- **Set of tasks**:
a – In the conversation transcript, what does Paden say sales is?
b – Return the passage of the conversation transcript between "And it cannot" and "Paden: Transferring confidence.", inclusive.
## START Supplied text
Leila: Hmm. It means everything we've been talking about until now, which is scale yourself to scale your business.
if your business can only grow as you grow.
And it cannot outrow you. I will explain why it cannot outgrow. Because first, what you believe is possible for you, okay? So if you don't believe it's possible for you will not even try to do it.
It's not
Paden: then you're
Leila: you will not even try to do it. Okay? Then do you believe that you bring value? If you don't believe you bring value, then you will not be able to sell it because what is sales? It just,
Paden: Transferring confidence.
Yeah.
Leila: Exactly. Transferring confidence. So in order to transfer confidence, you need the confidence.[00:30:00]
Paden: Yeah, a hundred percent.
Leila: And then once you get there, so we start building, you start setting. Then if you want to scale, it's surrounding yourself with A players. So in this sage, if. You fear that they're better than you if you fear that they will take your place. If you fear that's. You know, they're going not to be trustful trustworthy.
## END Supplied text
## START Material provided
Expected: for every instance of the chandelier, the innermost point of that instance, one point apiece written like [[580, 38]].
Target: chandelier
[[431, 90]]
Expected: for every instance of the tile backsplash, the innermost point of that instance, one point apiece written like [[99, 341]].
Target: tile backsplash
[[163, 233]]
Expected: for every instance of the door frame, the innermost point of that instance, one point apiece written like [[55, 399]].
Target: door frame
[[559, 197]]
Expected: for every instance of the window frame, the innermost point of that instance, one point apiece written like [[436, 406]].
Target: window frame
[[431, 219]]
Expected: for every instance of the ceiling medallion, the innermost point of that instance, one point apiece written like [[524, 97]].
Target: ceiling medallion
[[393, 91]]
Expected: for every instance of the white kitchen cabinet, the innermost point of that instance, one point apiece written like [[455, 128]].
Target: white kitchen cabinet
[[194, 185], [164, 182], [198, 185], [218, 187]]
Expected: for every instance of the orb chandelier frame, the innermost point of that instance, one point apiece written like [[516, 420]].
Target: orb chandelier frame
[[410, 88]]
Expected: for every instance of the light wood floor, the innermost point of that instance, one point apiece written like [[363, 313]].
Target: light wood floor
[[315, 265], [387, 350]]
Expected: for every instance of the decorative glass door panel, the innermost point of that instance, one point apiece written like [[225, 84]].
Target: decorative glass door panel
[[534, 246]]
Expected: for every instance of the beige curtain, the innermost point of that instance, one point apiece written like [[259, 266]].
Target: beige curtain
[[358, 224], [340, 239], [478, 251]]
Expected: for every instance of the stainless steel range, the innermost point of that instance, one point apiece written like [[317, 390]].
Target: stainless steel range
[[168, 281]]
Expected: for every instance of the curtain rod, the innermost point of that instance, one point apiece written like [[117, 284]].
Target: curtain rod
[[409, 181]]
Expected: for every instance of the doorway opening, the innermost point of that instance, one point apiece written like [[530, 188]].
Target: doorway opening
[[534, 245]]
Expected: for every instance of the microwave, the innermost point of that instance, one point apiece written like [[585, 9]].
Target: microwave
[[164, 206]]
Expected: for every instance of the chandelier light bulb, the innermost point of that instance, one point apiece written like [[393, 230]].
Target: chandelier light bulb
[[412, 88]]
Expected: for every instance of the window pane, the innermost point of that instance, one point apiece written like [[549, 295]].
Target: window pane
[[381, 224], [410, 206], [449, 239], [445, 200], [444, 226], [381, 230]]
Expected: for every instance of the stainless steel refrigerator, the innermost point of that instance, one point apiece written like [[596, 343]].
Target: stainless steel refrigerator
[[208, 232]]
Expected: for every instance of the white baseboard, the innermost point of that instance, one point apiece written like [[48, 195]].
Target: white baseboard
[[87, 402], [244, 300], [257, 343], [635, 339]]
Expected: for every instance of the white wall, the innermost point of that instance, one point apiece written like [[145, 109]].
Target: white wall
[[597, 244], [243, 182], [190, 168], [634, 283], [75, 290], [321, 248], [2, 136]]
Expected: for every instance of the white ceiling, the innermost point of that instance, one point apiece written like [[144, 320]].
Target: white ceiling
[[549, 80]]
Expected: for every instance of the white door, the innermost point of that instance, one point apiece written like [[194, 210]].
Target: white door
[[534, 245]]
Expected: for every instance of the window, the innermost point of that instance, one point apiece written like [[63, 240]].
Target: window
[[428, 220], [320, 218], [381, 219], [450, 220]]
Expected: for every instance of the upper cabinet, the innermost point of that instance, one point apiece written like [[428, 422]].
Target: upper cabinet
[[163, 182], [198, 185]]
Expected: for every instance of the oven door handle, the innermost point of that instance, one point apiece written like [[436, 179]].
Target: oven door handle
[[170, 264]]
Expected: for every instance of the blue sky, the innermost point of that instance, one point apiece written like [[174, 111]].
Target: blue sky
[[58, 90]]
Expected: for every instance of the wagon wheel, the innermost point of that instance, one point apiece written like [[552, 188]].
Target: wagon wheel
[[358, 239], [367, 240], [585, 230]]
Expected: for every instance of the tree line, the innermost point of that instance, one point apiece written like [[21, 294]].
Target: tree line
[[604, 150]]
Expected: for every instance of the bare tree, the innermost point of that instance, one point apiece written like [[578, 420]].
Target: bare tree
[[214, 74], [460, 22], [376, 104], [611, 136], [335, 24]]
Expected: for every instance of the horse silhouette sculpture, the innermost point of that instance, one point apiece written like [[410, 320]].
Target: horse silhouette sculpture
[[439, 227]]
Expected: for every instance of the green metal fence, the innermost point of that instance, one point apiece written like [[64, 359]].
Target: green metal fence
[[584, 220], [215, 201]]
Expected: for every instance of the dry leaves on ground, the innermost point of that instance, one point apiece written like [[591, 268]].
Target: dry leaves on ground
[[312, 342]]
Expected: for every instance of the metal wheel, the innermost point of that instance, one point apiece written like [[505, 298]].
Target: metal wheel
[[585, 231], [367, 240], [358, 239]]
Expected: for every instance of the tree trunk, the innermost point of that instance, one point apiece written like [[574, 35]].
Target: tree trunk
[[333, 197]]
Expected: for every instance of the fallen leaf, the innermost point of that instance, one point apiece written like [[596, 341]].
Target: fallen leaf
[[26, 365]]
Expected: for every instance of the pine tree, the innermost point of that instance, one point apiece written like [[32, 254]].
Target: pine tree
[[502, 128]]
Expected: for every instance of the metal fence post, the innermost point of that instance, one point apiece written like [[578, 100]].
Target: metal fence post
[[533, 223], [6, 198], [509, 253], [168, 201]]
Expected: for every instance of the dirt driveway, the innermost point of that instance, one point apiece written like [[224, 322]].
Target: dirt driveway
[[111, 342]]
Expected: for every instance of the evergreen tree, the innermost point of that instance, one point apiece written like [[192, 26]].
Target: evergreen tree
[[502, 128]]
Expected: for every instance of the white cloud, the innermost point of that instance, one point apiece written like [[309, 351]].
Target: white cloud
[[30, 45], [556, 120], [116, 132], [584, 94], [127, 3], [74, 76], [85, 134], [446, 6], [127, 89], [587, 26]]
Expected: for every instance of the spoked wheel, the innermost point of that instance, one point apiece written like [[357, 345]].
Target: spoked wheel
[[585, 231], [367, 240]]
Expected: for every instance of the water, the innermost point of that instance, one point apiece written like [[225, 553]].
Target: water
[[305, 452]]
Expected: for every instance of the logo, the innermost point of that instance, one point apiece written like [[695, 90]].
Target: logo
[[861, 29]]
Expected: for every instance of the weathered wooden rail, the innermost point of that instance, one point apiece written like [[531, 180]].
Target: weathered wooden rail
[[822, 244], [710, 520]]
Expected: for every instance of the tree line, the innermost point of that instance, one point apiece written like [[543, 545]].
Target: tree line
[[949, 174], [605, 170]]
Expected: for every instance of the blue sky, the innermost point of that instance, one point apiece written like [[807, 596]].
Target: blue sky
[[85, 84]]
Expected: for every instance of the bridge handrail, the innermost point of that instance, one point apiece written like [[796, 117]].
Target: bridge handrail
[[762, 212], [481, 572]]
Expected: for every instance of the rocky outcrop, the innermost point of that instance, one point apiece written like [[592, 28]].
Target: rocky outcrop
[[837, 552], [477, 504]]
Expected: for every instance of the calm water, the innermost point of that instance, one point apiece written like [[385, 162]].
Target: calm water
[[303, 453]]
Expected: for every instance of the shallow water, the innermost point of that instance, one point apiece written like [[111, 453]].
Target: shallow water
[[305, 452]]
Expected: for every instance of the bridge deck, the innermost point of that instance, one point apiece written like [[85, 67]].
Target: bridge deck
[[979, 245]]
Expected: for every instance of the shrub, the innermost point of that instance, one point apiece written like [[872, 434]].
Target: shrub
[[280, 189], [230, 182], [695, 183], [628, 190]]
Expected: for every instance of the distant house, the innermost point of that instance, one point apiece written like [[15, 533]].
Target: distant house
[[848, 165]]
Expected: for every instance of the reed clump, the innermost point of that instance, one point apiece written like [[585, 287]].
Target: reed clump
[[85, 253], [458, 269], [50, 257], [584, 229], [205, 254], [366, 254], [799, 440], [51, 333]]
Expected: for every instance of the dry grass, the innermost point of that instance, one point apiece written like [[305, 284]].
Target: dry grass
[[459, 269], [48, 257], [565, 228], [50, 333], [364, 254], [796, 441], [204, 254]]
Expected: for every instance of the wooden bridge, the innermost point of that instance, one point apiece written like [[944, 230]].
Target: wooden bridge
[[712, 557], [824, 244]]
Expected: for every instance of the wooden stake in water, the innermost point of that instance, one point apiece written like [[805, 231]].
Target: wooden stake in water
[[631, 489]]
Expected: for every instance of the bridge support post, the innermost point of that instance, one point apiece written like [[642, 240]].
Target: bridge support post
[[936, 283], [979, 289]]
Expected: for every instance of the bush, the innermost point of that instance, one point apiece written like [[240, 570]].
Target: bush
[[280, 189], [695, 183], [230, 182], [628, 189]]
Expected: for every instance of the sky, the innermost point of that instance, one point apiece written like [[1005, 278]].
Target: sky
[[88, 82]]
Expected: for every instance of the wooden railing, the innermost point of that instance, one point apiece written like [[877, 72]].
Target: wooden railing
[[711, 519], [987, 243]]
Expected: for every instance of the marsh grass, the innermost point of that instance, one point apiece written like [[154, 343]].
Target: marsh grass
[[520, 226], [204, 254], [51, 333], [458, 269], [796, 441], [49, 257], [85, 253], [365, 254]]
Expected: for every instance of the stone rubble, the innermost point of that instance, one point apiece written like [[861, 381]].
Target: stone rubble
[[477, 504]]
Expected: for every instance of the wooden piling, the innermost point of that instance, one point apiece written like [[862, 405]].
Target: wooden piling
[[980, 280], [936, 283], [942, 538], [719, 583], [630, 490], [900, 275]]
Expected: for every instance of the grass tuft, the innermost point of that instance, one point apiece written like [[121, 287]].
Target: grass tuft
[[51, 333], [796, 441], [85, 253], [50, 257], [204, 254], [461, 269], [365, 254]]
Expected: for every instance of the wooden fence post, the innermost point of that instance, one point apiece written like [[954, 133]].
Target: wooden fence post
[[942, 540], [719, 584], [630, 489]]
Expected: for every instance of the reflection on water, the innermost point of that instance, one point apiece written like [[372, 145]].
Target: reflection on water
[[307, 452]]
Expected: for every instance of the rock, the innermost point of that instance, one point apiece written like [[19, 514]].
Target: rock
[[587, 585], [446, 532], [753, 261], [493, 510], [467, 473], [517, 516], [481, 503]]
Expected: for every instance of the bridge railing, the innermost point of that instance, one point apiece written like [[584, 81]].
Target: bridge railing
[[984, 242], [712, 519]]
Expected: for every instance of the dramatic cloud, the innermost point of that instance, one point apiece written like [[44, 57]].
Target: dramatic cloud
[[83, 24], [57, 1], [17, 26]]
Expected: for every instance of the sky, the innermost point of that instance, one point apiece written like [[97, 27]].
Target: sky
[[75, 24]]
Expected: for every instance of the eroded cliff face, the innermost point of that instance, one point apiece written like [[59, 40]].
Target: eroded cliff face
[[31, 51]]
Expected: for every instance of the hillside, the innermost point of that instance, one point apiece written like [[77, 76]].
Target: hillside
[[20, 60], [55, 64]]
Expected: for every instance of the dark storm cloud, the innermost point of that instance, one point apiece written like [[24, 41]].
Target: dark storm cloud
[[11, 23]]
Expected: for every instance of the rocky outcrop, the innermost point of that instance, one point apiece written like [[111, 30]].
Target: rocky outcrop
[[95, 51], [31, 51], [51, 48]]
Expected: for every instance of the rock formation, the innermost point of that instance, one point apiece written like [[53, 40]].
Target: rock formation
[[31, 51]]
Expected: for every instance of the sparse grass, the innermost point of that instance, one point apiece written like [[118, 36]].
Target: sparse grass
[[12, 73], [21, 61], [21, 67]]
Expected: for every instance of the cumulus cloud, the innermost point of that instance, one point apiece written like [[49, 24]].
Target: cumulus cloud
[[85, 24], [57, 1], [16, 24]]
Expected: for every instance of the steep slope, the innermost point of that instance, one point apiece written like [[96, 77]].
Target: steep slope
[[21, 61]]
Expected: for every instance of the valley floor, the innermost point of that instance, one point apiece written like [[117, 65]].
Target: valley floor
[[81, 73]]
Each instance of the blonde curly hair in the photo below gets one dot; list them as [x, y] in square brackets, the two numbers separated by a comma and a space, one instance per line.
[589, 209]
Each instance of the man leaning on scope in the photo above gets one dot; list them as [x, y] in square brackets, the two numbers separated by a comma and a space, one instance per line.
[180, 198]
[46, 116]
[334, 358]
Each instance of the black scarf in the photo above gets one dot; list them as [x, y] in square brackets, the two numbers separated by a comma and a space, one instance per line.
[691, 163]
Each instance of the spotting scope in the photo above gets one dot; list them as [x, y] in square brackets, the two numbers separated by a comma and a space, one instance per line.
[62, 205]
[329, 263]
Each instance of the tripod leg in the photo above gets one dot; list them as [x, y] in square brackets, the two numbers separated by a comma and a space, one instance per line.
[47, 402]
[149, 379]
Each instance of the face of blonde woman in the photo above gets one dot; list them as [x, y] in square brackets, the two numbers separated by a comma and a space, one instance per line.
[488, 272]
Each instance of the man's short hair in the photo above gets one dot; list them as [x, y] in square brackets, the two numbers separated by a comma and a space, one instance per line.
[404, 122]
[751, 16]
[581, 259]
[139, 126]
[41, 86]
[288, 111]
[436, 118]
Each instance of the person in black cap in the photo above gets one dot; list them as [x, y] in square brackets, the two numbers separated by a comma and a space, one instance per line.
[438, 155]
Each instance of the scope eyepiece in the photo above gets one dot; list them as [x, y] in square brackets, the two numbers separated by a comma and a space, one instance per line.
## END Material provided
- **Task-by-task outputs**:
a – Transferring confidence.

b –
And it cannot outrow you. I will explain why it cannot outgrow. Because first, what you believe is possible for you, okay? So if you don't believe it's possible for you will not even try to do it.
It's not
Paden: then you're
Leila: you will not even try to do it. Okay? Then do you believe that you bring value? If you don't believe you bring value, then you will not be able to sell it because what is sales? It just,
Paden: Transferring confidence.